Data provided:
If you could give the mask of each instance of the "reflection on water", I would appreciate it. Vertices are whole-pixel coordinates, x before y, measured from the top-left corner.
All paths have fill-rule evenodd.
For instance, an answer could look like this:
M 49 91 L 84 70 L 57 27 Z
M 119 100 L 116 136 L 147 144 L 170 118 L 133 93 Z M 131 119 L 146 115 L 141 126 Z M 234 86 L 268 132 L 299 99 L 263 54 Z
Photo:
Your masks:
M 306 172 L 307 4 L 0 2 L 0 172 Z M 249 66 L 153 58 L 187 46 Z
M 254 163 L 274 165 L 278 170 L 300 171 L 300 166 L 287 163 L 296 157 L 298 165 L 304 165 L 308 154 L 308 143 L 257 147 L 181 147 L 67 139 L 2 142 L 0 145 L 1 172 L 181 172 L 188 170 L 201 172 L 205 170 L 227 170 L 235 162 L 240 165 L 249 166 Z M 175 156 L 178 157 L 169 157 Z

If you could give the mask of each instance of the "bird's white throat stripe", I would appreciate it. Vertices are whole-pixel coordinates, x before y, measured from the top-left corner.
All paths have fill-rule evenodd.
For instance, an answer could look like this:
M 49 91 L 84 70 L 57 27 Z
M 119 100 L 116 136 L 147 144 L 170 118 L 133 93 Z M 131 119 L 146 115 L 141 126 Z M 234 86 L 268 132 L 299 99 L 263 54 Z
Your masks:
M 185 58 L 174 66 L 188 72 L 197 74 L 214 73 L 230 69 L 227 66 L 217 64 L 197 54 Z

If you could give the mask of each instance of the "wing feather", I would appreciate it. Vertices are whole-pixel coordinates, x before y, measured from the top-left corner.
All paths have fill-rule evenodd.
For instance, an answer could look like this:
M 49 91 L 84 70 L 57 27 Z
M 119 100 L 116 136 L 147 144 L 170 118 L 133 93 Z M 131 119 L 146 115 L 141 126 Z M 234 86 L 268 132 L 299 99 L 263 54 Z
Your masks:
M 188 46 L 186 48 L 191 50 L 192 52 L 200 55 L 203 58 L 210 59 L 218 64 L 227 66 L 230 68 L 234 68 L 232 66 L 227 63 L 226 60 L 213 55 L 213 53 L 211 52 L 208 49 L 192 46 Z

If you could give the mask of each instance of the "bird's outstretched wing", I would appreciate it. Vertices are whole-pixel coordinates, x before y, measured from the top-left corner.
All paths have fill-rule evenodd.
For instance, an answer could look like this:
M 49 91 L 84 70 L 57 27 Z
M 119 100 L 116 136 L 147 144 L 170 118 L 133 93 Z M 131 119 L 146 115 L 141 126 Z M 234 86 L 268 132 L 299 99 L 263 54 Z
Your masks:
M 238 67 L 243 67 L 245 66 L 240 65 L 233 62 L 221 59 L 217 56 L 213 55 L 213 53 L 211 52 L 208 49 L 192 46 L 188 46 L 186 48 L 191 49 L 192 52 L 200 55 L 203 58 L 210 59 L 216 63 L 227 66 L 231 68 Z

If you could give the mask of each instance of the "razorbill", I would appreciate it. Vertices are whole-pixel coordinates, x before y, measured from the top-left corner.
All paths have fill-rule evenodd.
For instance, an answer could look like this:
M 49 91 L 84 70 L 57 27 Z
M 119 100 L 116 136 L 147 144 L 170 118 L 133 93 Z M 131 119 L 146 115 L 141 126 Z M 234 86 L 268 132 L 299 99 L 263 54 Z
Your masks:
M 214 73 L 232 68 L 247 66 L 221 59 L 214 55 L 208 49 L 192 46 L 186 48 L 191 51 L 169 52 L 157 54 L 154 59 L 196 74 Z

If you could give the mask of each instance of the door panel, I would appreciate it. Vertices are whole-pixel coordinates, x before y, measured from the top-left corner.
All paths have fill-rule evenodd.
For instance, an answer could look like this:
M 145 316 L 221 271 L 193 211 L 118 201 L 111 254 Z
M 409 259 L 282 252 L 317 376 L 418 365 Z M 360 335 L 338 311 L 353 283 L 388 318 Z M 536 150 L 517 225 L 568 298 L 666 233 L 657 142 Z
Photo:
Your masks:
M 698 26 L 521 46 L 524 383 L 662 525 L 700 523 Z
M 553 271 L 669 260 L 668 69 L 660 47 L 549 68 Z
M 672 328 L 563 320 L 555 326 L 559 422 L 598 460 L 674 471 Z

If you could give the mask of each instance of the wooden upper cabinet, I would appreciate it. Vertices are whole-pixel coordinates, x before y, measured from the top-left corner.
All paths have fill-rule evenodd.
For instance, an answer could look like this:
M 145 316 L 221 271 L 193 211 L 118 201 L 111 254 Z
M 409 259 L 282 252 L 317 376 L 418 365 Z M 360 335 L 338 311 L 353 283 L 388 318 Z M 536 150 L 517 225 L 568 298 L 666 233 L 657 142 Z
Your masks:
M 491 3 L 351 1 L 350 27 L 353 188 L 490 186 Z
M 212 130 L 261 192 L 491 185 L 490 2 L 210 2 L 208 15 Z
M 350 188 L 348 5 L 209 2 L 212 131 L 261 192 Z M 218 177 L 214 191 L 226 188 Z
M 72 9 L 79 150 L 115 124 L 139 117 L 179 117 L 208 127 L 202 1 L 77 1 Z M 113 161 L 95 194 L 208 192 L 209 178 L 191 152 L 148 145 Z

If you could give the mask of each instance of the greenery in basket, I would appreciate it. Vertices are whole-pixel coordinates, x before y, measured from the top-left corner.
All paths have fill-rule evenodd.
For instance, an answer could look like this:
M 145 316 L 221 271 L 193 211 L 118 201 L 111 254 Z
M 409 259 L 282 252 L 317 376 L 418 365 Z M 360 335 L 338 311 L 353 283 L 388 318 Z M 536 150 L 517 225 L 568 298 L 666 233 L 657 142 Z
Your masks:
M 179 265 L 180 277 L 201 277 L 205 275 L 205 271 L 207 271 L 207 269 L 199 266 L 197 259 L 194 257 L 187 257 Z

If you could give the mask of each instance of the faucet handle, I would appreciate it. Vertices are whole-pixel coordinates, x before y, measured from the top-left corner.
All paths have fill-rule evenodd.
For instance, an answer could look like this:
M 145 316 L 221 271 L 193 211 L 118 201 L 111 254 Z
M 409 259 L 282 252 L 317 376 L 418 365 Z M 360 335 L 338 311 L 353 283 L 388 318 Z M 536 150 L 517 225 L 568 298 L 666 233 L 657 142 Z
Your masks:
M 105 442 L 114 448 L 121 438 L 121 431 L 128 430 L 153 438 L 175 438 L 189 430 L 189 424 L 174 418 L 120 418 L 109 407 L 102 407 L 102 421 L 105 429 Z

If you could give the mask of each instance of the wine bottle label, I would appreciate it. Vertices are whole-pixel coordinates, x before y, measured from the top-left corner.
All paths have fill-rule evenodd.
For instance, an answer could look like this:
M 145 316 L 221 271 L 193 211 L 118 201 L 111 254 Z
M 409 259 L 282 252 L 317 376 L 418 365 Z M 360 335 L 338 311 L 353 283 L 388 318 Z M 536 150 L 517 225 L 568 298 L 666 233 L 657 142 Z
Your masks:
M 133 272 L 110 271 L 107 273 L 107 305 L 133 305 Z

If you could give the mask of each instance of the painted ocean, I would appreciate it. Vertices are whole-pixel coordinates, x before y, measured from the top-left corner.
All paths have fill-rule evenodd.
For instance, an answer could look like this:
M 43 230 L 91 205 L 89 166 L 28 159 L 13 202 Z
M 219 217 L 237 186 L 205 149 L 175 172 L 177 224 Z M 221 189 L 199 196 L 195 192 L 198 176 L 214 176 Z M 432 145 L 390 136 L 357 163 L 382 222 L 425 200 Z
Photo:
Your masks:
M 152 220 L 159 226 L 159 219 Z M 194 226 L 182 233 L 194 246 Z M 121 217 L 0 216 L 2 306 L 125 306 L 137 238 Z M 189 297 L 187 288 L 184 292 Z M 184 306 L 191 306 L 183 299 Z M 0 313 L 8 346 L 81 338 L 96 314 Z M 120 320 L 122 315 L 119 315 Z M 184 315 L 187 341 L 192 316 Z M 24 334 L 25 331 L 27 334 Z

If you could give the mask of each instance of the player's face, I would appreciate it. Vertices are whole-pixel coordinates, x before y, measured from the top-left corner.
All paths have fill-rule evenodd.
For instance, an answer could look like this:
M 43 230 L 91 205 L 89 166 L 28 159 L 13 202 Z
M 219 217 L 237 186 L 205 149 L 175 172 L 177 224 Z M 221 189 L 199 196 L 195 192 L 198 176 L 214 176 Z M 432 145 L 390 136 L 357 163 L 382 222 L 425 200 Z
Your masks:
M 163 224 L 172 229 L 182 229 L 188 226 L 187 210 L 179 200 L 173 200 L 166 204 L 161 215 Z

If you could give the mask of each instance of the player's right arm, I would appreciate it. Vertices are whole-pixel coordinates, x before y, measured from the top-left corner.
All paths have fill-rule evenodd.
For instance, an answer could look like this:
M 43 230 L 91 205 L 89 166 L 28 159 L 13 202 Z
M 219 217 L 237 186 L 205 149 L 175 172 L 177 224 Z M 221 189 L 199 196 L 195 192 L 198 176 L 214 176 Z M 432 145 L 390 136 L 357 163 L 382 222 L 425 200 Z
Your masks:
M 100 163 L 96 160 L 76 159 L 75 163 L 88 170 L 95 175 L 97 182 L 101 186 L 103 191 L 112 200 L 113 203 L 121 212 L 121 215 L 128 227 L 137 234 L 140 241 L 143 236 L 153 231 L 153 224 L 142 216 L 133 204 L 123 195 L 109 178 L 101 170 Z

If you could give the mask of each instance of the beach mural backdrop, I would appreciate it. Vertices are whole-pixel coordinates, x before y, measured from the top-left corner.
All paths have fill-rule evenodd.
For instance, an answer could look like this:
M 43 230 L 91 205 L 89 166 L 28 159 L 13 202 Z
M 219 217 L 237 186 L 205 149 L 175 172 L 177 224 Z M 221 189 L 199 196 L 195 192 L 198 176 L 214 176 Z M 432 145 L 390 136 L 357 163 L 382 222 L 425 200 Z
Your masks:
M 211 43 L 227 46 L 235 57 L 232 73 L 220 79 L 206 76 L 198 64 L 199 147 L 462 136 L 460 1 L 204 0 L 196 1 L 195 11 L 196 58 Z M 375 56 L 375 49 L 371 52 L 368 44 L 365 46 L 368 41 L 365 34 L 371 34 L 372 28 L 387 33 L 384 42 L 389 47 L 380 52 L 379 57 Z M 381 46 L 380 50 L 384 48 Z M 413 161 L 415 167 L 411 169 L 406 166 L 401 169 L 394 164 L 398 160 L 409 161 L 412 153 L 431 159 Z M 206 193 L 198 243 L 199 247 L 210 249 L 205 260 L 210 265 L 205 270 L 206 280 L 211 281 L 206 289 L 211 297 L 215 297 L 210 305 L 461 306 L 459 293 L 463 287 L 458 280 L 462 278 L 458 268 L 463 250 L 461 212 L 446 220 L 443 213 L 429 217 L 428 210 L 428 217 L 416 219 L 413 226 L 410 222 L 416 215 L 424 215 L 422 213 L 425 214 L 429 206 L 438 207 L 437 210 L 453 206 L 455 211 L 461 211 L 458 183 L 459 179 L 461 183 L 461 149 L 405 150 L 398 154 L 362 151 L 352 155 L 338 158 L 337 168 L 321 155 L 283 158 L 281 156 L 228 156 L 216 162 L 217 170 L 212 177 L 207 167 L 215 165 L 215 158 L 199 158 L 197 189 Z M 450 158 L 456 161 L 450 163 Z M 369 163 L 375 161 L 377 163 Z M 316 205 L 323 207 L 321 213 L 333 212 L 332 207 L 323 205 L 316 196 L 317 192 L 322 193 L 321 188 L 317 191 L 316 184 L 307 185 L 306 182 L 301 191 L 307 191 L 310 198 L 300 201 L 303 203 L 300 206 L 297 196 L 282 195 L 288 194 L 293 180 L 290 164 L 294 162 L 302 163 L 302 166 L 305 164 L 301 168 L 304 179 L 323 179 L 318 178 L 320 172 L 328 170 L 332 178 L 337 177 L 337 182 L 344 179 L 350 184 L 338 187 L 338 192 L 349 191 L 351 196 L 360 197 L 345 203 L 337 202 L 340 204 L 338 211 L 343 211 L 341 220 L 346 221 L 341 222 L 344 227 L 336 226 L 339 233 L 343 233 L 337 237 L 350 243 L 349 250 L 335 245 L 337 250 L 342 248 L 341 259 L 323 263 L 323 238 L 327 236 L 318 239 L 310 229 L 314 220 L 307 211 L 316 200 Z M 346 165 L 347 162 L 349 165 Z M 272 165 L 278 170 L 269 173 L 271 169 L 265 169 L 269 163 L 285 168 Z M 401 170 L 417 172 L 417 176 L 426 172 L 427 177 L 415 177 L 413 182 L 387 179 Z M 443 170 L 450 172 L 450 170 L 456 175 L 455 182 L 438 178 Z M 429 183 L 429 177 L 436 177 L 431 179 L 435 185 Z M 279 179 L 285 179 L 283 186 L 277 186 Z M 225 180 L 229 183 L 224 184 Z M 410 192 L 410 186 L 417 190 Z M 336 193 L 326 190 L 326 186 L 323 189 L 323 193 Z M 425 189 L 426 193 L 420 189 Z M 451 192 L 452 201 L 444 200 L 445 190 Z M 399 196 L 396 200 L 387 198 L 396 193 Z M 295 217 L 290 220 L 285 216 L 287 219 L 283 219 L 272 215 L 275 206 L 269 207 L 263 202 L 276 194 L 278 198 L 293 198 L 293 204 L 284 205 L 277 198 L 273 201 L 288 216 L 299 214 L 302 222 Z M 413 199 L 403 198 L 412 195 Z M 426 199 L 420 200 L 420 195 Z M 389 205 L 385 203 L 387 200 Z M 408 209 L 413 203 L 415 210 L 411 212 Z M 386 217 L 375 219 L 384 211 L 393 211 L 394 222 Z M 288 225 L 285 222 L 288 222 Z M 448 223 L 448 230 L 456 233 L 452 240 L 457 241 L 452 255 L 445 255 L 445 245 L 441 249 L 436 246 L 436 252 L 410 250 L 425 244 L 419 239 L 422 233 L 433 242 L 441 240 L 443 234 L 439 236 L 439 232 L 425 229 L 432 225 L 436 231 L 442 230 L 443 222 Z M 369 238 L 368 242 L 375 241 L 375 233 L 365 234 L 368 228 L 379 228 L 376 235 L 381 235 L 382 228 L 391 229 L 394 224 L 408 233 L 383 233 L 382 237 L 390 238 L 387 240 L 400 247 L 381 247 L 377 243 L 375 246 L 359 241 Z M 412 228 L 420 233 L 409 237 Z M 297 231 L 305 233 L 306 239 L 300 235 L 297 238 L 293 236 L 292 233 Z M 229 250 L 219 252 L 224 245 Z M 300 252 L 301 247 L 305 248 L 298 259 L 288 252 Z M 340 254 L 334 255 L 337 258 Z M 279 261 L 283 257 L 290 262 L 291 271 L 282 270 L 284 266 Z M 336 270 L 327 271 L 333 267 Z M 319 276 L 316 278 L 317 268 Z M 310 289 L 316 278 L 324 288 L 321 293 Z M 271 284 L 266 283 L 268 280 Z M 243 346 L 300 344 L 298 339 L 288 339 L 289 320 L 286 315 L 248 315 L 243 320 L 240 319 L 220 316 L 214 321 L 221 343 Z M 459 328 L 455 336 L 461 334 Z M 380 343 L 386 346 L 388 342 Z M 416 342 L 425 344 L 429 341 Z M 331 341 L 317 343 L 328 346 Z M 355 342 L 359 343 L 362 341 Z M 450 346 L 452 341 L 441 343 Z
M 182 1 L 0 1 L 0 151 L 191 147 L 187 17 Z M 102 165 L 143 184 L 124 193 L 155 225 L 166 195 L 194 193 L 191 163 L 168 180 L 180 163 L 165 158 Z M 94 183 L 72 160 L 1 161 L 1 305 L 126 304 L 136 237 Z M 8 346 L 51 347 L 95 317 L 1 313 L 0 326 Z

Given task: Rewrite the stretch of rows from the start through the line that contains "M 306 172 L", replacing "reflection on water" with "water reflection" and leaving everything else unchanged.

Completed task:
If you could give the mask of each instance of the "water reflection", I would appreciate it. Vertices are whole-pixel coordinates, x before y, measured from the top-left corner.
All paths have fill-rule evenodd.
For instance, an answer could look like this:
M 49 91 L 84 70 L 57 27 Z
M 119 100 L 116 136 L 147 144 L 170 118 L 133 93 Z M 131 119 L 146 115 L 141 126 Z M 234 86 L 268 132 L 299 99 L 263 54 Z
Photo:
Your masks:
M 306 172 L 307 4 L 0 2 L 0 172 Z M 249 66 L 153 58 L 187 46 Z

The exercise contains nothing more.